■ **STORED DATA**
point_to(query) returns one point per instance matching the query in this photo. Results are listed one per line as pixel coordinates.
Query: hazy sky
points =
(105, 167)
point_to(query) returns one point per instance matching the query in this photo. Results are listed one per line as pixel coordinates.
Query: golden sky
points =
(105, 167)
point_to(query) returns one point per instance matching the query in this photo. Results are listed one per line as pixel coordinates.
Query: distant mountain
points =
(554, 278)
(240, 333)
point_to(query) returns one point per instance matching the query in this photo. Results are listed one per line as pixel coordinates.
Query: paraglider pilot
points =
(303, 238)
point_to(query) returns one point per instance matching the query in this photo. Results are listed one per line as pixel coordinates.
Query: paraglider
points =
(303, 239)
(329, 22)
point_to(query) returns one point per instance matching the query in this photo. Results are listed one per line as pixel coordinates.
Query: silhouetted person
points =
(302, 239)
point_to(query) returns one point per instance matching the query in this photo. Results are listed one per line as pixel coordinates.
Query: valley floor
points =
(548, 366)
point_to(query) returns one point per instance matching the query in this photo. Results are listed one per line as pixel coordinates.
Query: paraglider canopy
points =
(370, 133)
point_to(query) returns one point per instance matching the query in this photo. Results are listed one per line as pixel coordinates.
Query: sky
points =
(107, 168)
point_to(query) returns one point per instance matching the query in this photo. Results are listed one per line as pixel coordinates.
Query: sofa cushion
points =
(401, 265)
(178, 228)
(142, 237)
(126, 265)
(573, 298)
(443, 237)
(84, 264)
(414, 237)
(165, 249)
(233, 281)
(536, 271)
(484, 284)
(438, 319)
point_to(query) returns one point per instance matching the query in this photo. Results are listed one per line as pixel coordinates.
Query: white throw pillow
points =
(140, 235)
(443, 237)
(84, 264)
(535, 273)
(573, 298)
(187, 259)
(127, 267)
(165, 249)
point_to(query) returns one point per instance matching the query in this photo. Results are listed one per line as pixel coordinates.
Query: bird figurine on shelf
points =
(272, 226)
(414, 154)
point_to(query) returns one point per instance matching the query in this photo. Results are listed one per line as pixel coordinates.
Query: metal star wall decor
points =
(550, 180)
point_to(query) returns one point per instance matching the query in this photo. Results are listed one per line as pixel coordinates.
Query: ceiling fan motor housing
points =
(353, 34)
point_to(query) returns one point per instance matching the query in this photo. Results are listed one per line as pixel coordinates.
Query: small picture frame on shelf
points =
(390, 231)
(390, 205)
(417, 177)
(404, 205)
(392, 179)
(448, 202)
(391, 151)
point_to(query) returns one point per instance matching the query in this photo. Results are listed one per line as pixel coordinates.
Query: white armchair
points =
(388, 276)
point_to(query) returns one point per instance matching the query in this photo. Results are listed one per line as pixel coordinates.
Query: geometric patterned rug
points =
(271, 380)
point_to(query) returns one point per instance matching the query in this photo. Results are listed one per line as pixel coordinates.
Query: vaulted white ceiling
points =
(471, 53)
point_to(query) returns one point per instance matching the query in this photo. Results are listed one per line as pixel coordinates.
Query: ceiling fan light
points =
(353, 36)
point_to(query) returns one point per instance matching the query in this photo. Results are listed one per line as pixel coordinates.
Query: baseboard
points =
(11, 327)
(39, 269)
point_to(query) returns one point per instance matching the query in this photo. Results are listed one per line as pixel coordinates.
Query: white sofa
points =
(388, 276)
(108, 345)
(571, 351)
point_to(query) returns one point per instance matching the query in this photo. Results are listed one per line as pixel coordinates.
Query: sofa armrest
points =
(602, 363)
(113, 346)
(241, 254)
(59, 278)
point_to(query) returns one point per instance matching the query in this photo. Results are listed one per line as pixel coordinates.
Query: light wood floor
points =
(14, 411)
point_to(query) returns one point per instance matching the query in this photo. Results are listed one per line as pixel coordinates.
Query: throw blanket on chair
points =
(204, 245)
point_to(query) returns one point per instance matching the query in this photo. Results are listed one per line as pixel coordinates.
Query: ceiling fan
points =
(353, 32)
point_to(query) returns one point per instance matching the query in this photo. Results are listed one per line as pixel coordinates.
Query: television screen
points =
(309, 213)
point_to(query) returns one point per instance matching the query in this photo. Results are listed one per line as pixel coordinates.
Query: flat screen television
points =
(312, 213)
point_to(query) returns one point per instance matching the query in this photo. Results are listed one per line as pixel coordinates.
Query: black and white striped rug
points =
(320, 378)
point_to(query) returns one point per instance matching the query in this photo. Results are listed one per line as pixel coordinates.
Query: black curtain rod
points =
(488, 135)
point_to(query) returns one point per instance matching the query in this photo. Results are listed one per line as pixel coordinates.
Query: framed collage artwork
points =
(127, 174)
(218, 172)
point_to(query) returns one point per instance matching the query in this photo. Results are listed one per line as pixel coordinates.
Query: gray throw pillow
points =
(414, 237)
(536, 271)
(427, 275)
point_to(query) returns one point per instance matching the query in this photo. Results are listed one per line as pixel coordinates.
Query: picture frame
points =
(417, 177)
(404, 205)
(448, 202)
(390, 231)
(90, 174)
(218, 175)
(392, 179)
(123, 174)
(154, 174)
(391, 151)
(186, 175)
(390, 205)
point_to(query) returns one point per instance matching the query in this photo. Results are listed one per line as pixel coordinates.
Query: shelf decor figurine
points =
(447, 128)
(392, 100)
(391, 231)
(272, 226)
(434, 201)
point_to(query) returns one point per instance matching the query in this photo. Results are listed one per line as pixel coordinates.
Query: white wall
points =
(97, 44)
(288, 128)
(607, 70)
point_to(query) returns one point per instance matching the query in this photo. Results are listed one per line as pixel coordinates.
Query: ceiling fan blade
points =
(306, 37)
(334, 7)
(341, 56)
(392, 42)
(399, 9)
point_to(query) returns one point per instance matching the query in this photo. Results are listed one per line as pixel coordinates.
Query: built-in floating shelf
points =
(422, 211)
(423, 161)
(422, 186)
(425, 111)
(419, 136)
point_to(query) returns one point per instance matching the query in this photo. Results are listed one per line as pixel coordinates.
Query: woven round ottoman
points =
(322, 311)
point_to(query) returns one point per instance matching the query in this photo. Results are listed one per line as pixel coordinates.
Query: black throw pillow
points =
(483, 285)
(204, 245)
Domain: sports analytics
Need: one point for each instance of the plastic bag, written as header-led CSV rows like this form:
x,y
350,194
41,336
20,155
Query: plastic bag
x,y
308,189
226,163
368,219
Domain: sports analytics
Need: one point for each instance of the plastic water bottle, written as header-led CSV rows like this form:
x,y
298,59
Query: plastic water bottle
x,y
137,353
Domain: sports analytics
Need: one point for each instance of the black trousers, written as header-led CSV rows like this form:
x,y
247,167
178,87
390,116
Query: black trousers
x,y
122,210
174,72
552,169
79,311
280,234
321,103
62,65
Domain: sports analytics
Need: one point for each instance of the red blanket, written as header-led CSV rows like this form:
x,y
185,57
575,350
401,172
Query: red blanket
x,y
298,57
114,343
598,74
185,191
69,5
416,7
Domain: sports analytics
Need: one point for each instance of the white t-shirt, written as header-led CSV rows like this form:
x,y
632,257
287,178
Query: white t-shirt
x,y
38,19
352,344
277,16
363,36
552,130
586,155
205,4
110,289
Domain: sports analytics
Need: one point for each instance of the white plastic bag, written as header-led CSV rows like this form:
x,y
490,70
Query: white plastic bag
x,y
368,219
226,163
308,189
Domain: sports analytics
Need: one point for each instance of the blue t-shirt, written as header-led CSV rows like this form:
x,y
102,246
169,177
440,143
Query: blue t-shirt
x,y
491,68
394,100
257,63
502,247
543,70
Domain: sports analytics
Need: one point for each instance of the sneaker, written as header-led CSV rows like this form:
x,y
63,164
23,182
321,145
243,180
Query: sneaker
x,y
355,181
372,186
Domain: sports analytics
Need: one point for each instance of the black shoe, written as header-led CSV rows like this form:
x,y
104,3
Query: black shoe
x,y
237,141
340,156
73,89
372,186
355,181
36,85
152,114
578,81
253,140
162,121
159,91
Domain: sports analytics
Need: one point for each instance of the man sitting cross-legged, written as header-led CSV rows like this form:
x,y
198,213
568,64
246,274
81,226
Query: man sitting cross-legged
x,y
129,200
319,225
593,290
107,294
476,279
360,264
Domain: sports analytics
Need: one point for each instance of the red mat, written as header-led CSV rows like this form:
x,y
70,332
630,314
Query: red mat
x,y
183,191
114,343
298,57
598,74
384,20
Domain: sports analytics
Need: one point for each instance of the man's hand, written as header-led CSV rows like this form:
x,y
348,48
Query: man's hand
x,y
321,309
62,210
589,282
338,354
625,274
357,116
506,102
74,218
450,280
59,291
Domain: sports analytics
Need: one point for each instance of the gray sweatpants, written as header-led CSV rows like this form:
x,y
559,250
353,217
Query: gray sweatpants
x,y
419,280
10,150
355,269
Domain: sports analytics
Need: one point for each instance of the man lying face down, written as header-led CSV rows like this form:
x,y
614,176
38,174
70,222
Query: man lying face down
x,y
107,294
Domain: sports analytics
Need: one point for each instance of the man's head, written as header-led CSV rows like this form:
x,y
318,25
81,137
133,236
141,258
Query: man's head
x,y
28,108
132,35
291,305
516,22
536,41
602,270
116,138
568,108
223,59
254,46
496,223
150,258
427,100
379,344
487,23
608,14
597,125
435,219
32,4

* * *

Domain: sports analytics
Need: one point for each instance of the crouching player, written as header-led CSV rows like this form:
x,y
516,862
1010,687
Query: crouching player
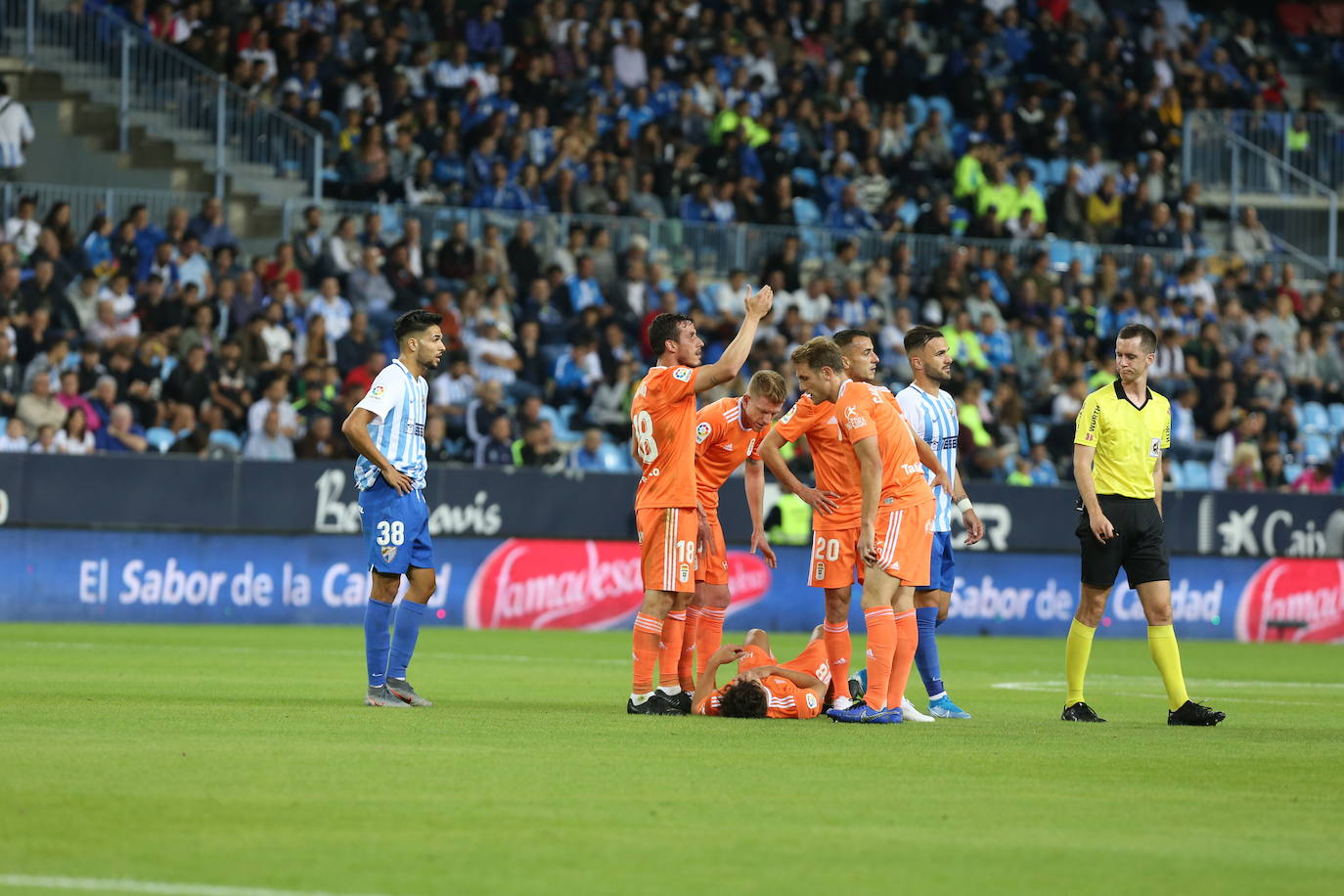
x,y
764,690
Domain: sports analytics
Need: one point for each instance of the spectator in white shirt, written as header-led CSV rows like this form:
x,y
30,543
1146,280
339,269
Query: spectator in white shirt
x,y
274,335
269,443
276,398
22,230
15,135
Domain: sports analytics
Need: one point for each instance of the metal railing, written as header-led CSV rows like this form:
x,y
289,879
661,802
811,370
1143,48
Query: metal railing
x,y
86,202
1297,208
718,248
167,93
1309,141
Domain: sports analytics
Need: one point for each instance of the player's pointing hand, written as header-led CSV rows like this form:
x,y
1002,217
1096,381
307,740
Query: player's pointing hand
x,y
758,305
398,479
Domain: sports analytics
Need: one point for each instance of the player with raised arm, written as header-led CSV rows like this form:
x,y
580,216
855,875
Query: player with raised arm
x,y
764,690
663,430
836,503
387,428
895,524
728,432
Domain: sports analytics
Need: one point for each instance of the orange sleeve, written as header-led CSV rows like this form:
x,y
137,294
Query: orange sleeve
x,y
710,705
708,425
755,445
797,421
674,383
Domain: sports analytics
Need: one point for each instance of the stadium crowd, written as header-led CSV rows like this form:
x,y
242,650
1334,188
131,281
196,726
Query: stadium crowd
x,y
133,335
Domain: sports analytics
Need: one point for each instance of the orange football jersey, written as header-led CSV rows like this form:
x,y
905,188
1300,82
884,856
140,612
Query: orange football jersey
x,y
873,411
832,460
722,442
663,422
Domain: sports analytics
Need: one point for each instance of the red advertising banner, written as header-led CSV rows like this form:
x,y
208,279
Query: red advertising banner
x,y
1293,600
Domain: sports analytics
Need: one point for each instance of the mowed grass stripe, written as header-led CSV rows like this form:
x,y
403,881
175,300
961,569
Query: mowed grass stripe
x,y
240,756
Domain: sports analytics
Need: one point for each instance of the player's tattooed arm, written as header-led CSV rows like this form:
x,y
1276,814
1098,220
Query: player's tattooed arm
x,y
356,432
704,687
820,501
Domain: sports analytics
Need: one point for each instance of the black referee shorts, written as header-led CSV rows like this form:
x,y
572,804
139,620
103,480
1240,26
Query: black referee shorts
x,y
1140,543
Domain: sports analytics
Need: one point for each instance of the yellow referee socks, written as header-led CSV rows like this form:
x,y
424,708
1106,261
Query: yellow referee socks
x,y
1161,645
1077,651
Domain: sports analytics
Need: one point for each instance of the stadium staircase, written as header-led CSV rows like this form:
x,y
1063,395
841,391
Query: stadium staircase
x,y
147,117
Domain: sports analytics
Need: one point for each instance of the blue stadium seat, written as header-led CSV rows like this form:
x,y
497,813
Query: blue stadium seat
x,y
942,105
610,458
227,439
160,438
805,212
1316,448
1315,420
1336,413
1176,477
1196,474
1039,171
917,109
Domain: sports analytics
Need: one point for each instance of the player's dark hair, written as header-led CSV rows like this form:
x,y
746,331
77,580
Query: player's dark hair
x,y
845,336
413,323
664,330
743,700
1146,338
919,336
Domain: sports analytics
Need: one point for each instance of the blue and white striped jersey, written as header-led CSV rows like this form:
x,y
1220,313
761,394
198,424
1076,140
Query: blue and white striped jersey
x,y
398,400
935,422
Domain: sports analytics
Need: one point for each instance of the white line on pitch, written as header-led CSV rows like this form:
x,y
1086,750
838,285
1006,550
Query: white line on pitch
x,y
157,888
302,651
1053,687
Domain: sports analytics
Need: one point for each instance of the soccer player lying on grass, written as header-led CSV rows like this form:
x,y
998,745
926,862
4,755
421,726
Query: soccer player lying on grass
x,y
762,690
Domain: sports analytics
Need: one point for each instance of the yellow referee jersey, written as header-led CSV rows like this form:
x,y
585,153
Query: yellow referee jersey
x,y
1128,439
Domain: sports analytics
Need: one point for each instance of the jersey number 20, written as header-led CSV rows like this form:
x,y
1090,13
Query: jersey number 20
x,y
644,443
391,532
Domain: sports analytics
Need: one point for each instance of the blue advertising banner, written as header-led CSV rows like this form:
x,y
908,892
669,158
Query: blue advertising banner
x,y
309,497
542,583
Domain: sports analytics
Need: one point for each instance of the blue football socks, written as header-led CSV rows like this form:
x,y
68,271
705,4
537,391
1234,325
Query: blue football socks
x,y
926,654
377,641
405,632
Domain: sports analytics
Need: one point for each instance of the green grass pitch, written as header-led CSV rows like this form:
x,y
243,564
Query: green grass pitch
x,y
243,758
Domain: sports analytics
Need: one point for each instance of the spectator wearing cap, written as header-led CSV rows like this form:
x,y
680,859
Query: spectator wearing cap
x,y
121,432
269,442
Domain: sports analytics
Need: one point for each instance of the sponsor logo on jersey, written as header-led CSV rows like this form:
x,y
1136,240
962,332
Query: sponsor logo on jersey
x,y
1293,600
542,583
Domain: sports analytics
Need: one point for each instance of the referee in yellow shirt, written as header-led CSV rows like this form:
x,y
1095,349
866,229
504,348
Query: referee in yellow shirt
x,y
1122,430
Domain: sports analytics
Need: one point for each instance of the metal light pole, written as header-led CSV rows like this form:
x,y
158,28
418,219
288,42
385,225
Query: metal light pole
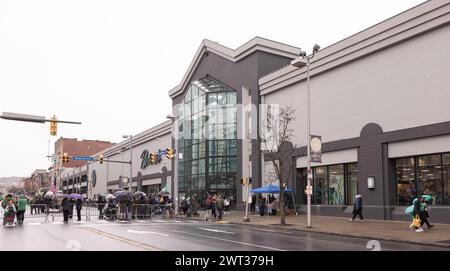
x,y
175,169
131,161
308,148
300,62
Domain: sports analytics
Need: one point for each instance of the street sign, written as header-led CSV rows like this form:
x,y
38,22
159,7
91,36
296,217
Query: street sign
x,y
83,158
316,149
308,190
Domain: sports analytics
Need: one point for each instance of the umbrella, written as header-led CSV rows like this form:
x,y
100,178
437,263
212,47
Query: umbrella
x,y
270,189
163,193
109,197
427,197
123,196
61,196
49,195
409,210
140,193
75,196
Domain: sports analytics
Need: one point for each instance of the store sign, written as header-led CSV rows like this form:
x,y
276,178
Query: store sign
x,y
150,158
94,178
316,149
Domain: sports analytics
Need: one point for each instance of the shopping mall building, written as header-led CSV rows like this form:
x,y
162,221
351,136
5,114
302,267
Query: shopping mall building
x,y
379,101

* * *

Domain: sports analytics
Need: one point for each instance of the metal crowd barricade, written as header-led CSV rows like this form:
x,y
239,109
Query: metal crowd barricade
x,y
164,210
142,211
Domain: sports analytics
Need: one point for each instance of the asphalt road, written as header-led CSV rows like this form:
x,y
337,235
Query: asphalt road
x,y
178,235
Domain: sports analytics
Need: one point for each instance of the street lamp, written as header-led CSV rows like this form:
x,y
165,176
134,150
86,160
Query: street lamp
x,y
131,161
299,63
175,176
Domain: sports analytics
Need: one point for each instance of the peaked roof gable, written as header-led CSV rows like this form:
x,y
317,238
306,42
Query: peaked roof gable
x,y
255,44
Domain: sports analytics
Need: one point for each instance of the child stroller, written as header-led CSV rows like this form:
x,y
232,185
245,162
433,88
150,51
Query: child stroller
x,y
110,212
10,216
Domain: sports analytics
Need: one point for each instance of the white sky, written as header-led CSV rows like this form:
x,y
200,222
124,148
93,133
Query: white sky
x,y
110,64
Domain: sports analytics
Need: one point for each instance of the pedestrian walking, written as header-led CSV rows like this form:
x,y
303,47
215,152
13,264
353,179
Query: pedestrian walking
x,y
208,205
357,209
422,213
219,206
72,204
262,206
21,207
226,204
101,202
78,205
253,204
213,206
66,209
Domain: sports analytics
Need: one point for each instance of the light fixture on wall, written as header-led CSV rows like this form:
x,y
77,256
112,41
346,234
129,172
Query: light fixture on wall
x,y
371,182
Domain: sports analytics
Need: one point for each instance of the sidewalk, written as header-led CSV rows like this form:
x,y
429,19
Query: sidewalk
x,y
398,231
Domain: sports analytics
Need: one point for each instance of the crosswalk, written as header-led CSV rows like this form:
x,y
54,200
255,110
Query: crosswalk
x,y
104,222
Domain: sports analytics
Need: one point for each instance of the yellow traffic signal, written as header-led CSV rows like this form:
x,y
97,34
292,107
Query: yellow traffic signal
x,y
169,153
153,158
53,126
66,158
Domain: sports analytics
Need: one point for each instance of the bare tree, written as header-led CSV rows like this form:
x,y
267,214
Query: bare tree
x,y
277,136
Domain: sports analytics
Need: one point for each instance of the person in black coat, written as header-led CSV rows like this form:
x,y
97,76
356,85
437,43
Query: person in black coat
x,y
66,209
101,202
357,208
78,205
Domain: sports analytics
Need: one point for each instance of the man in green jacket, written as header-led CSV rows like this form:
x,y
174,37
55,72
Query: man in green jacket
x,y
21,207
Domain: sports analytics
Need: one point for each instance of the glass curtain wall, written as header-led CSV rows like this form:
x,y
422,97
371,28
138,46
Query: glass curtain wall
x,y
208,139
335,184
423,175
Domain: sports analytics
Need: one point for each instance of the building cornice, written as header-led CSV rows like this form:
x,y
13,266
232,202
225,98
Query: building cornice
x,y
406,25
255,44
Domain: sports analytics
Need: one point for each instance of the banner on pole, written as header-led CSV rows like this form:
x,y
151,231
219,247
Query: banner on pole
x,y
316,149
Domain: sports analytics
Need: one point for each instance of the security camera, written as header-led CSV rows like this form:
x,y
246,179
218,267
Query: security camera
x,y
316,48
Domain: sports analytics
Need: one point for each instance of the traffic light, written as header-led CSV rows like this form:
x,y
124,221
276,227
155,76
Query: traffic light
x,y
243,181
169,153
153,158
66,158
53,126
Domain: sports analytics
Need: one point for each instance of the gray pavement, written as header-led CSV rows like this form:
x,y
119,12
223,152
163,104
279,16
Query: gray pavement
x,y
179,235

■ **EXERCISE REQUIREMENTS**
Those lines above that contain the string "paraglider" should be returned.

■ **WRITTEN REPLY**
Query: paraglider pilot
Query: paraglider
Query: paraglider canopy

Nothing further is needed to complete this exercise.